-- Begin SOURCE EXTRACT --

# do I need the UBER sticker on my car?



## Urbanappalachian (Dec 11, 2016)

I saw the info. once on the app but I can't find it again regarding I need to order the UBER sticker to stick on my rear passenger window. Is this still necessary? I read that if one gets caught without an UBER sticker they can get ticketed up to $500. Is this still valid?


----------



## I_Like_Spam (May 10, 2015)

That would depend on where you are in the USA or elsewhere, as to whether you need it or not. Some airports require it, and some towns, the penalties vary. Contact your local Uber office.

You also might want it if you are taking trips "off app" as it is a form of id that can prove your legit as far as getting people rides. A jitney I know has an Uber sticker, although he's been doing trips since before apps were invented.


----------



## UberChicago80 (Dec 22, 2016)

Put on the sticker and be proud, sheesh


----------



## TheWanderer (Sep 6, 2016)

UberChicago80 said:


> Put on the sticker and be proud, sheesh


Proud to be an uber driver!!
Very respectable job.


----------



## Mars Troll Number 4 (Oct 30, 2015)

Urbanappalachian said:


> I saw the info. once on the app but I can't find it again regarding I need to order the UBER sticker to stick on my rear passenger window. Is this still necessary? I read that if one gets caught without an UBER sticker they can get ticketed up to $500. Is this still valid?

-- End SOURCE EXTRACT --
-- Begin PROVIDED DATA --

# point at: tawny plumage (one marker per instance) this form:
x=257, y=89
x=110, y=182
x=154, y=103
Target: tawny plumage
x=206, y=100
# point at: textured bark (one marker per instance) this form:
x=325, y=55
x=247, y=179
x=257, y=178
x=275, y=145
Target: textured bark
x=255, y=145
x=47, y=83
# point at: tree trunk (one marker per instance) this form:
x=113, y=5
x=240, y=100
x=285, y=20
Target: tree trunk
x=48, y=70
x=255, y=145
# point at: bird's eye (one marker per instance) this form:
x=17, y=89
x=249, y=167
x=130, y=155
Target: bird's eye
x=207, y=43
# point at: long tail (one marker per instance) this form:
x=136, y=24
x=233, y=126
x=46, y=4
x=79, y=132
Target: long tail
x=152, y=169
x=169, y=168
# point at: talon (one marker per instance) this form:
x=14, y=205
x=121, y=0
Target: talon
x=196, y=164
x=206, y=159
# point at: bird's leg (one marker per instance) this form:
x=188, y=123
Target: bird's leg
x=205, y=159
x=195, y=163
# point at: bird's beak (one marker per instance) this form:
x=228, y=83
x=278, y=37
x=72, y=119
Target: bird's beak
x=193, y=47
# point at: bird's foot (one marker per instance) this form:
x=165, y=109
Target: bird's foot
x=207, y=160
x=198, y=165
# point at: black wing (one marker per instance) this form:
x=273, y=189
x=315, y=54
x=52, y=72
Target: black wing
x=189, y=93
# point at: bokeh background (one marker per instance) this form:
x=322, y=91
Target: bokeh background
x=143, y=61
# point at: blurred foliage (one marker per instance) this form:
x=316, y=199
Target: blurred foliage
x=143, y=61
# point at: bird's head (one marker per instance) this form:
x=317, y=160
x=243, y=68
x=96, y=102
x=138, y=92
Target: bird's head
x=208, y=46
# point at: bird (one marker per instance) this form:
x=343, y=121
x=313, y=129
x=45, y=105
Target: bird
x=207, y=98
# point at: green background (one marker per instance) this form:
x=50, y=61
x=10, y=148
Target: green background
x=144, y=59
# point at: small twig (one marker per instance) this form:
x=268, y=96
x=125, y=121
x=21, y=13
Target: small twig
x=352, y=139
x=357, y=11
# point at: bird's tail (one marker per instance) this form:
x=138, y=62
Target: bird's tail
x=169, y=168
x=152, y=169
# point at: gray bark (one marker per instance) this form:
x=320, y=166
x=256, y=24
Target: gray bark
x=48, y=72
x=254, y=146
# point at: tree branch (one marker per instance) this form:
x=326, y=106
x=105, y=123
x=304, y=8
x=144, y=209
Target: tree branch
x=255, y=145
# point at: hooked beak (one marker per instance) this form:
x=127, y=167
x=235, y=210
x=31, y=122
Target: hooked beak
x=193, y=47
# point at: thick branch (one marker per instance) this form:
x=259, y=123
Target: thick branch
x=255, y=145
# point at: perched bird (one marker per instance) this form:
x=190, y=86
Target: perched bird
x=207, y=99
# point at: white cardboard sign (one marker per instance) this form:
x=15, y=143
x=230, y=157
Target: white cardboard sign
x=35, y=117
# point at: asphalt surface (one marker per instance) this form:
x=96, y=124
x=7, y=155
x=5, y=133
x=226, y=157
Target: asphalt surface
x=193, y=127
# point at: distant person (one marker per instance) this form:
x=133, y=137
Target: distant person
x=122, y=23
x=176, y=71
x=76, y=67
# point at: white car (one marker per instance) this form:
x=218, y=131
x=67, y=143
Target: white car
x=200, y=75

-- End PROVIDED DATA --

### [SHORT TASK]
Copy everything in the forum thread about the Uber sticker, from "# do I need" down to "(May 10, 2015)", word for word.

### [ANSWER TO THIS PROBLEM]
# do I need the UBER sticker on my car?



## Urbanappalachian (Dec 11, 2016)

I saw the info. once on the app but I can't find it again regarding I need to order the UBER sticker to stick on my rear passenger window. Is this still necessary? I read that if one gets caught without an UBER sticker they can get ticketed up to $500. Is this still valid?


----------



## I_Like_Spam (May 10, 2015)